Congress should enable facial with good oversight, not ban it.
Some members of Congress want to ban federal spending on facial recognition technology. The bills are unformed so far, but apparently two are scheduled for introduction this week.
One would prevent the Department of Housing and Urban Development from using funds for facial recognition in public housing. According to CNET, it’s to be sponsored by Reps. Yvette Clarke (D-N.Y.), Ayanna Pressley (D-Mass.) and Rashida Tlaib (D-Mich.). But fear of and opposition to facial recognition draws members of both parties.
A second bill, which is only a fragment on Congress.gov, is from Tlaib. H.R. 3857 would “prohibit federal funding from being used for the purchase or use of facial recognition technology, and for other purposes.” Tlaib introduced it Tuesday but there’s no text yet available. It’ll first be taken up by the House Oversight and Government Reform Committee.
So we don’t know the details.
But the whole gambit looks like a clumsy attempt to control something members only vaguely understand. As a surveillance tool facial recognition has the potential for misuse. China is said to be rapidly expanding use of facial recognition as an instrument of state control over what little liberty the Chinese people have. The technology is not mature enough for face-matching evidence to be considered incontrovertible in criminal trials.
Worries about privacy are equally legitimate. But for federal researchers in facial recognition, the very respect for privacy is a limiting factor in the acquisition of large sets of face data for testing or training algorithms. Lord knows what Facebook does with the billions of facial imagery in its members’ accounts. No federal entity, though, can legally vacuum them up.
The CNET story and others bring up racial bias in algorithms — again, a legitimate concern. Federal practitioners are well aware of that potential. But context is important here. A given matching algorithm might give varying error rates according to skin tone. It’s incumbent on systems designers to combine complementary algorithms such that a technical weakness in one doesn’t result in an application that, for example, mismatches a greater percentage of members of one racial group relative to members of other groups. Achieving neutrality is an eminently doable proposition technically.

JOB 1>
Render each line of the records below as a JSON array of strings, one string per line, leaving out any blank lines.

RECORDS TO USE>

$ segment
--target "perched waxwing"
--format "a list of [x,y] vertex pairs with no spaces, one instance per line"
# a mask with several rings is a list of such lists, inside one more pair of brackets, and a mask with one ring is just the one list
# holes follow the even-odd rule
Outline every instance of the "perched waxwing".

JOB 2>
Pick up the piece on federal facial recognition bills after its final sentence and keep writing it.

EXPECTED OUTPUT 1>
[
  "$ segment",
  "--target \"perched waxwing\"",
  "--format \"a list of [x,y] vertex pairs with no spaces, one instance per line\"",
  "# a mask with several rings is a list of such lists, inside one more pair of brackets, and a mask with one ring is just the one list",
  "# holes follow the even-odd rule",
  "Outline every instance of the \"perched waxwing\"."
]

EXPECTED OUTPUT 2>
Concomitantly, designers should be prepared to show their work. Transparency in the design and testing results of biometrically-enabled systems together with objective, third-party review provide the best strategy for avoiding bias.
On the topic of algorithms, you need only go as far as the National Institute of Standards and Technology’s Computer Lab to see recent and numbingly detailed results from algorithm tests. Check out Chuck Romine’s testimony from just last month to the very Oversight and Reform committee. He noted NIST has been testing this technology for nearly 20 years, and the technology has come a long way.
The Government Accountability Office has also been working in the facial recognition and general biometrics area for many years. Just last month it issued a report warning about the FBI’s less-than-stellar adherence to privacy laws and policies in using its facial databases — which number something north of 640 million. In May it urged NIST to provide guidance on alternate ways, such as facial recognition, of ID’ing people who apply for benefits online.
CBP has been catching flack over the breach of a contractor’s system, which resulted in the loss of 100,000 pictures of people and license plates. But that’s a cybersecurity and vendor oversight problem, not a biometric technology one.
In some ways, facial recognition is a branch of artificial intelligence. Agencies must exercise care in the design and deployment of any biometric. Congressional overseers have a vital and legitimate interest in how it is done. I could spend a thousand words describing potential applications in civilian and military settings. Congress should enable it with good oversight. Members ought to ask tough questions. But banning this technology would be dumb and harmful to modern, digital government.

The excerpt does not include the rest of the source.